[Directions for this task] All of the material below is to be returned exactly.

[Extracted material]
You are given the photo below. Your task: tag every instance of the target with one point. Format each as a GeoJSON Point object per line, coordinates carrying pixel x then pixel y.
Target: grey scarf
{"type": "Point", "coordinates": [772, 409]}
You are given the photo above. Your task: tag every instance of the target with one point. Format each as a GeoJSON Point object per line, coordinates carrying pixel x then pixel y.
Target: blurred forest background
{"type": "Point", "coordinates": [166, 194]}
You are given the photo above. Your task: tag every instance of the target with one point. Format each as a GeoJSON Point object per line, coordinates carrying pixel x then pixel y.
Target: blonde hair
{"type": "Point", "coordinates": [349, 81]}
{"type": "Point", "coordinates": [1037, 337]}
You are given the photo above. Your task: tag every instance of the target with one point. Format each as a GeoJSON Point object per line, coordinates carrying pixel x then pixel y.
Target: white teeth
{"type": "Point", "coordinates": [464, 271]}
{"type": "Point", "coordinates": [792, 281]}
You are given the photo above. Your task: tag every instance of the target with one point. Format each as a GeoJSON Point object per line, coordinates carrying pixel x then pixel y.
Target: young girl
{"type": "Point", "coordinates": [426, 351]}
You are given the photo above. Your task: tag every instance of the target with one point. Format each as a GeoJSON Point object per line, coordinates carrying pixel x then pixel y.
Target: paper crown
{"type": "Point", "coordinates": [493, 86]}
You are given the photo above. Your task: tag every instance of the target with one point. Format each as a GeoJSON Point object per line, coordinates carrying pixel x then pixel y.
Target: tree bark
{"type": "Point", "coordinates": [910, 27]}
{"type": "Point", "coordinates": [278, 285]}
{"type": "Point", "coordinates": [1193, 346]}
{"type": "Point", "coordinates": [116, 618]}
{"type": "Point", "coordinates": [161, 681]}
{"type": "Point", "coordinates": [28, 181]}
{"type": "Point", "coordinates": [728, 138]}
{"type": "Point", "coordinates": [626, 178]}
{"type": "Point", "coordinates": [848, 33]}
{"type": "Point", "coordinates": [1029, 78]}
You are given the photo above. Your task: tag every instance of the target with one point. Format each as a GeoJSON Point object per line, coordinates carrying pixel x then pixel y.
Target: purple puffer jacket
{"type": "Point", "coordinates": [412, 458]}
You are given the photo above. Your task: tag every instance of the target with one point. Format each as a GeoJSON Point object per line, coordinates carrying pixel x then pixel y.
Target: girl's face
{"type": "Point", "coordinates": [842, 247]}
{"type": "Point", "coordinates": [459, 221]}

[Solution for this problem]
You are given the photo below. Your task: tag every instance of the target with one point. Format each as a GeoJSON Point object per line, coordinates carrying pixel x then pixel y.
Target: grey scarf
{"type": "Point", "coordinates": [772, 409]}
You are given the photo above. Your task: tag every instance of the target with one point. Format each as a GeoJSON Point object per line, coordinates carrying pixel x then pixel y.
Target: blurred forest background
{"type": "Point", "coordinates": [166, 194]}
You are given the photo above. Your task: tag every instance of the target with one point. Format each as a GeoJSON Point object per line, coordinates carrying pixel x then pixel y.
Target: blonde hair
{"type": "Point", "coordinates": [349, 81]}
{"type": "Point", "coordinates": [1037, 337]}
You are given the photo above. Your task: tag every instance of the target with one point. Format each as a GeoJSON Point object per line, coordinates carrying pixel x then pixel y.
Target: white teeth
{"type": "Point", "coordinates": [464, 271]}
{"type": "Point", "coordinates": [792, 281]}
You are given the photo above. Your task: tag every instance of the target with one point. Format each as a GeoJSON Point object per line, coordinates carrying pixel x then pixel y.
Target: young girl
{"type": "Point", "coordinates": [426, 351]}
You are given the photo above. Your task: tag every instance of the target with one point. Format each as a GeoJSON Point object per line, coordinates carrying pixel x then pixel y.
Target: paper crown
{"type": "Point", "coordinates": [493, 86]}
You are given the photo above. Your task: tag every instance of the target with one point. Format each as a GeoJSON Point object per line, coordinates carrying pixel x then pixel y.
Target: tree bark
{"type": "Point", "coordinates": [910, 27]}
{"type": "Point", "coordinates": [278, 285]}
{"type": "Point", "coordinates": [1193, 346]}
{"type": "Point", "coordinates": [116, 618]}
{"type": "Point", "coordinates": [161, 681]}
{"type": "Point", "coordinates": [28, 181]}
{"type": "Point", "coordinates": [728, 138]}
{"type": "Point", "coordinates": [626, 178]}
{"type": "Point", "coordinates": [848, 33]}
{"type": "Point", "coordinates": [1029, 78]}
You are given the photo above. Your task: tag every instance of the target with one point. Format each as a GeoJSON Point object per line, coordinates carrying pixel x then pixel y.
Target: purple puffer jacket
{"type": "Point", "coordinates": [412, 458]}
You are given the photo above. Your task: tag every instance of the target with one point. Format each as a GeoJSON Point object per line, coordinates carrying pixel x then pixel y.
Target: girl's face
{"type": "Point", "coordinates": [842, 247]}
{"type": "Point", "coordinates": [459, 221]}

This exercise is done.